▶ _GIVEN PASSAGE_:
━━━━━━━━━━━━━━━━━━━━

Tree Based Methods: Exploring the Forest

General

A study of the different tree based methods in machine learning

Author

Mark Edney

Published

November 15, 2022

Introduction

I was recently reading my copy of “An Introduction to Statistical Learning” (my Amazon affiliate link) and got the chapter about the different tree based methods. I am pretty familiar with Random Forest, but a few of the other methods are new to me. Let’s explore these different techniques.

For these examples, I will explore the glass dataset from the openml site. This dataset has 9 different features used to predict the type of glass. The dataset has 214 observations.

The dataset is downloaded with the following code. This requires the farff package to open the arff files used on the openml site.

Code

library(tidyverse)
download.file("https://www.openml.org/data/download/41/dataset_41_glass.arff", "data.arff")
df <- farff::readARFF("data.arff")

From there, we can start to explore the dataset and set up a train and testing split for the data.

Code

df %>% str()

'data.frame':   214 obs. of  10 variables:
 $ RI  : num  1.52 1.52 1.52 1.51 1.53 ...
 $ Na  : num  12.8 12.2 13.2 14.4 12.3 ...
 $ Mg  : num  3.5 3.52 3.48 1.74 0 2.85 3.65 2.84 0 3.9 ...
 $ Al  : num  1.12 1.35 1.41 1.54 1 1.44 0.65 1.28 2.68 1.3 ...
 $ Si  : num  73 72.9 72.6 74.5 70.2 ...
 $ K   : num  0.64 0.57 0.59 0 0.12 0.57 0.06 0.55 0.08 0.55 ...
 $ Ca  : num  8.77 8.53 8.43 7.59 16.19 ...
 $ Ba  : num  0 0 0 0 0 0.11 0 0 0.61 0 ...
 $ Fe  : num  0 0 0 0 0.24 0.22 0 0 0.05 0.28 ...
 $ Type: Factor w/ 7 levels "build wind float",..: 1 3 1 6 2 2 3 1 7 2 ...

Code

df <- droplevels(df)

set.seed(1234)
test <- sample(1:nrow(df), floor(nrow(df)*0.2))

testdf <- df[test,]
traindf <- df[-test,]

Decision Tree

The most basic model is the decision tree. In this model, all classes are stored in a container at the root of the tree. The root is split by certain feature values into two smaller containers. These smaller containers are called leafs. After these initial two leafs, we perform an additional split resulting in 4 new leafs. At this point, there should be some better sorting on the response value in the new leafs. Splitting and creating new leafs is continued until the desire results are obtained.

The main disadvantage of decision trees is that they are very prone to over fitting. It is pretty easy to imagine a tree that has split so many times that each leaf now represents a single observation. This tree would have 100% accuracy on the training set, but would not perform well on a test set. We prevent over fitting by cutting off or pruning the number of leafs to a certain value.

━━━━━━━━━━━━━━━━━━━━

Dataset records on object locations
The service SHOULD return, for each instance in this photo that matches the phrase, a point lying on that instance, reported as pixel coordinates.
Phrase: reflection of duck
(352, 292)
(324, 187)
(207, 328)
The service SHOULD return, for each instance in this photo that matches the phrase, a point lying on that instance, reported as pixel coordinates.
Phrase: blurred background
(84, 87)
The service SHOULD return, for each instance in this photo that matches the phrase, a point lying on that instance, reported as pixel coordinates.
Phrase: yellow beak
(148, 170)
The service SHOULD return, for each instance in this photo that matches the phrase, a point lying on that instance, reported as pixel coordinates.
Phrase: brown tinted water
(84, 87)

━━━━━━━━━━━━━━━━━━━━

▶ _GIVEN EXERCISE_:
Resume the post on tree based methods in machine learning, picking up right after its final sentence. The records were taken from a separate source.

▶ _OUTPUT OF THE TASK_:
For our example, the decision tree is created with the tree package. It is pretty simple to use, you just supply it with the function and the data.

Code

mdltree <- tree::tree(Type ~., data = traindf)

A tree visualization is easily created with the print command. With an extra line, we can add the text that shows where each leaf is split. It does get difficult to understand the splits when getting to the lower level leafs.

Code

mdltree %>%
plot(mdltree)
text(mdltree, cex =.4)

We can now test the decision tree’s performance on the test data. Since the response is a factor, the resulting prediction is a matrix with a probability assigned to each response for every observation. We can summarize the mostly likely response with the max.col function.

Code

treevalues <- predict(mdltree, newdata = testdf)
treepred <- colnames(treevalues)[max.col(treevalues)]
Acctree <- mean(treepred == testdf$Type)
Acctree

[1] 0.5

From this prediction, we can see that the decision tree didn’t provide a high level of accuracy (50% Accuracy). For a higher level of accuracy, let’s explore some additional methods.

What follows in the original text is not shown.